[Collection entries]
>>>>

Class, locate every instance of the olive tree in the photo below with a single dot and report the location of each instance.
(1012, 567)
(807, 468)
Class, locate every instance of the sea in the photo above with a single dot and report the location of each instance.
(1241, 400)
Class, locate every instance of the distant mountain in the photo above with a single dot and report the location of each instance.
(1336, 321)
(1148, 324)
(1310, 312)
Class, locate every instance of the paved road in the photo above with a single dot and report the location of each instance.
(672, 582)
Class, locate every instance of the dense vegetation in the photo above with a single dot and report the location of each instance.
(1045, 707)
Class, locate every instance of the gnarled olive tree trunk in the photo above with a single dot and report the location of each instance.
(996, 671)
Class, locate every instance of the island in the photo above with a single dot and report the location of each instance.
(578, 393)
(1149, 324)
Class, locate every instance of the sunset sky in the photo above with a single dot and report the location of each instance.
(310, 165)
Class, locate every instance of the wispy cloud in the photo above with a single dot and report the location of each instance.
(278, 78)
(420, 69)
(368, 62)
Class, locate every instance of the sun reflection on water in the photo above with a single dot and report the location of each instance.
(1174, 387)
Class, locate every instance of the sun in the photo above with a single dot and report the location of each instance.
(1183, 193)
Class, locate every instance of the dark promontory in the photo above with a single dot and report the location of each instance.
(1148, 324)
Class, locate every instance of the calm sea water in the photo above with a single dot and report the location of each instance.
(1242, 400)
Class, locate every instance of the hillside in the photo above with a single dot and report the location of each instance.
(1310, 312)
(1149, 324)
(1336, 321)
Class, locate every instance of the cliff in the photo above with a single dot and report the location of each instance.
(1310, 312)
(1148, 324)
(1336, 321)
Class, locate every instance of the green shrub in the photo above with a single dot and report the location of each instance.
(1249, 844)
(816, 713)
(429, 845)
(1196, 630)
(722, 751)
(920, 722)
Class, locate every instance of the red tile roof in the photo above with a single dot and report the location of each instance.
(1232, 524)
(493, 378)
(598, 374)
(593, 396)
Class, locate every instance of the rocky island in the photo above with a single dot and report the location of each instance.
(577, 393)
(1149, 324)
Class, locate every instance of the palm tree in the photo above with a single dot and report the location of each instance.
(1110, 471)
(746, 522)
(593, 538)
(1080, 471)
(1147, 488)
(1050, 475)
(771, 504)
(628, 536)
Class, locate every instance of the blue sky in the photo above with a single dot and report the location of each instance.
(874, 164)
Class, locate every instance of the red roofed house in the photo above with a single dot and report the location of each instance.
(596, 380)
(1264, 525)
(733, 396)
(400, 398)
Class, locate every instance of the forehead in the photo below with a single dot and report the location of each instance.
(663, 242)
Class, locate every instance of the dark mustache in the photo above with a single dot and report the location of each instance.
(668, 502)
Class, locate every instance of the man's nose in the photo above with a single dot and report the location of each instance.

<<<<

Copy all of the data exactly.

_Reply to the exercise_:
Class, locate every instance of the olive tree in the photo below with a single dot and report the location of each instance.
(1012, 567)
(807, 468)
Class, locate every instance of the sea in the photo above with a single dot and report the location of each instance.
(1241, 400)
Class, locate every instance of the distant mountain in the photo above with a single dot and report the location of each instance.
(1336, 321)
(1148, 324)
(1310, 312)
Class, locate every instance of the paved road in the photo above with a single dot and report the location of each instance.
(672, 582)
Class, locate every instance of the dense vegetation in the photo above with a single dot and report the location of each instance.
(1045, 707)
Class, locate every instance of the gnarled olive tree trunk in the photo above with a single dot and report the location of each instance.
(996, 671)
Class, locate every instance of the island in the photo above with a single dot and report the location of each instance.
(578, 393)
(1149, 324)
Class, locate every instance of the sunset sky in the photo above with a single dot and report the location of each instance.
(310, 165)
Class, locate every instance of the wispy cloud in the photo above with a single dot and report the location of each instance.
(278, 78)
(420, 69)
(368, 62)
Class, locate every instance of the sun reflection on water in the photo above with a single dot and report the location of each instance.
(1174, 387)
Class, locate every instance of the sun in the photo above with a single dot and report the location of each instance.
(1183, 193)
Class, locate every instance of the dark promontory in the photo above with a single dot and report the location of each instance.
(1148, 324)
Class, locate every instance of the calm sea water in the photo above with a single dot and report the location of each instance.
(1242, 400)
Class, locate every instance of the hillside in the photo above with a single dot and report the location of each instance.
(1310, 312)
(1149, 324)
(1336, 321)
Class, locate every instance of the cliff in the photo above with a single dot and report the location of each instance.
(1310, 312)
(1148, 324)
(1336, 321)
Class, locate every instance of the green shrub in the photo above with a single dot and report the location of each instance.
(1249, 844)
(816, 713)
(429, 845)
(1196, 630)
(722, 751)
(920, 722)
Class, locate every instance of the red tile roof in the photo above with a single dot and report the location of each instance.
(1232, 524)
(493, 378)
(598, 374)
(593, 396)
Class, locate every instance of the rocky island in the photo above with a single dot and report the location of each instance.
(577, 393)
(1149, 324)
Class, locate every instance of the palm tree in the photo above with a single dot and report the location of each instance.
(1110, 471)
(746, 522)
(593, 538)
(1080, 471)
(1147, 488)
(1050, 475)
(771, 504)
(628, 536)
Class, locate every instance of the blue sky in the photo above with a single dot and report the location of each instance.
(874, 164)
Class, locate every instance of the red roofed house in the photo above with a single dot and report the location of each instance.
(596, 380)
(1264, 525)
(733, 396)
(400, 398)
Class, locate every instance of the forehead in the photo below with a single dot and report the location of each instance.
(663, 242)
Class, locate every instance of the dark mustache in the photo above with a single dot and report the location of each instance.
(668, 502)
Class, locate every instance of the man's nose in the photo above with a single dot and report the location of each instance.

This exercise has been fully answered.